Tarefa a:
Altere o trecho fornecido e reescreva a parte que começa em "O cabresto da" e vai até "fanatismo e alucinação.", trocando "leitores" por "seguidores".
======== Trecho fornecido ========
O cabresto da multidão
Quando decidi virar escritora
eu tinha uns 17 anos, e foi quando comecei a escrever meu primeiro livro. Naquela
época, minha ideia era atrair o maior número possível de leitores. Quanto mais,
melhor. Esta era a lógica, o óbvio, o único caminho. Somente assim eu poderia
me considerar uma escritora de verdade, pensava eu.
No entanto, hoje, se aparecesse
na minha frente o gênio da lâmpada e me dissesse: “quer ter milhares de
leitores agora?”, eu responderia com convicção: não, obrigada.
Porque há uma censura na massa
que me apavora. Quando a multidão se manifesta, através da voz coletiva também
conhecida como Opinião Pública, geralmente é com fúria e opressão, julgamento e
condenação, fanatismo e alucinação.
Eu acompanho alguns escritores
contemporâneos de relevância, com um número considerável de leitores e fãs, e
fico horrorizada com os comentários que leio nos textos que eles publicam na
internet. Agressão, ameaça, desrespeito, deboche, violência, é tudo comum.
Atacam o escritor como se ele fosse o inimigo público número um apenas por que
não concordam com uma de suas centenas de opiniões.
========
Tarefa b:
Transcreva sem alterações as linhas armazenadas, começando pela linha que contém "For the benchmark, indicate the white railcar" e indo até a linha que contém "point(31, 171)".
======== Dados fornecidos ========
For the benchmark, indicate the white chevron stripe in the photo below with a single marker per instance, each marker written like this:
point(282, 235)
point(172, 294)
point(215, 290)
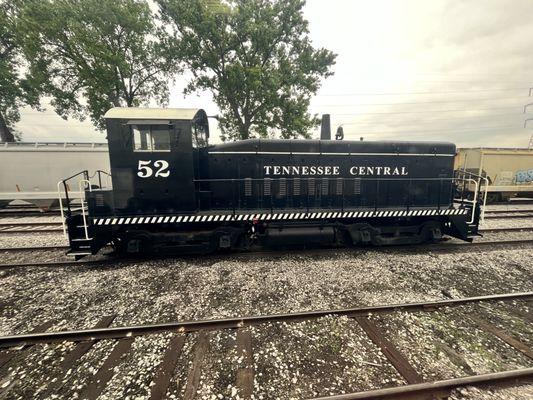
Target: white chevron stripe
point(277, 216)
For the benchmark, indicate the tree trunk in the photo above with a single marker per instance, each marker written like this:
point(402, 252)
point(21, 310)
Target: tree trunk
point(5, 132)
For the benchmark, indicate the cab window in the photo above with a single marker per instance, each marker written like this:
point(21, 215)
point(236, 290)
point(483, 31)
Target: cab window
point(199, 136)
point(151, 137)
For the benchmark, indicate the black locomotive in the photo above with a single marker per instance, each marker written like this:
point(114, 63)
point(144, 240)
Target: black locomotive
point(171, 190)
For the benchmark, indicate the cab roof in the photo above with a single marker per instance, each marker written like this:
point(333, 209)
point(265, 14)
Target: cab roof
point(152, 113)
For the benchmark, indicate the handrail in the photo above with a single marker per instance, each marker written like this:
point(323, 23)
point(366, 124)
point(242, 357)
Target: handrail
point(64, 225)
point(82, 191)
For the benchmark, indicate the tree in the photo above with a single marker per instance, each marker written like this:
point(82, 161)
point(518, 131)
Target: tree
point(255, 56)
point(97, 54)
point(19, 86)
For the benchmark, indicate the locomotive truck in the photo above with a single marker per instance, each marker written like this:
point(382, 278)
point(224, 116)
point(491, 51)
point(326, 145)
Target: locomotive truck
point(173, 191)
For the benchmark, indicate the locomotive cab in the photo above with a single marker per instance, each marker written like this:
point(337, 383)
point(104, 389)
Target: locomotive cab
point(152, 160)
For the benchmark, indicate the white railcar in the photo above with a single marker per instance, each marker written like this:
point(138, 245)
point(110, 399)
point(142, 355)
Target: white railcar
point(508, 170)
point(31, 171)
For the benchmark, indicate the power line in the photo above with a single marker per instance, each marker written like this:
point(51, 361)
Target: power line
point(446, 119)
point(481, 129)
point(420, 93)
point(427, 111)
point(423, 102)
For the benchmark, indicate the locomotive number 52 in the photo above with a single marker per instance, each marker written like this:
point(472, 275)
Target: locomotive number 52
point(145, 169)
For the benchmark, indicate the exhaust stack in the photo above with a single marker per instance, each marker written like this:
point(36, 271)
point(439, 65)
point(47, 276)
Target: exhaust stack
point(325, 127)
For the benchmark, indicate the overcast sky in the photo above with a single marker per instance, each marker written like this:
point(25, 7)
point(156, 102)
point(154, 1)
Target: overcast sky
point(406, 70)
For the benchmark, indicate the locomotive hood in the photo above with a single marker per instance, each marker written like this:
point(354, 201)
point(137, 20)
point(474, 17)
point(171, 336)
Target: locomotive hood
point(284, 146)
========
Resultado da tarefa a:
O cabresto da multidão
Quando decidi virar escritora
eu tinha uns 17 anos, e foi quando comecei a escrever meu primeiro livro. Naquela
época, minha ideia era atrair o maior número possível de seguidores. Quanto mais,
melhor. Esta era a lógica, o óbvio, o único caminho. Somente assim eu poderia
me considerar uma escritora de verdade, pensava eu.
No entanto, hoje, se aparecesse
na minha frente o gênio da lâmpada e me dissesse: “quer ter milhares de
seguidores agora?”, eu responderia com convicção: não, obrigada.
Porque há uma censura na massa
que me apavora. Quando a multidão se manifesta, através da voz coletiva também
conhecida como Opinião Pública, geralmente é com fúria e opressão, julgamento e
condenação, fanatismo e alucinação.

Resultado da tarefa b:
For the benchmark, indicate the white railcar in the photo above with a single marker per instance, each marker written like this:
point(138, 245)
point(110, 399)
point(142, 355)
Target: white railcar
point(508, 170)
point(31, 171)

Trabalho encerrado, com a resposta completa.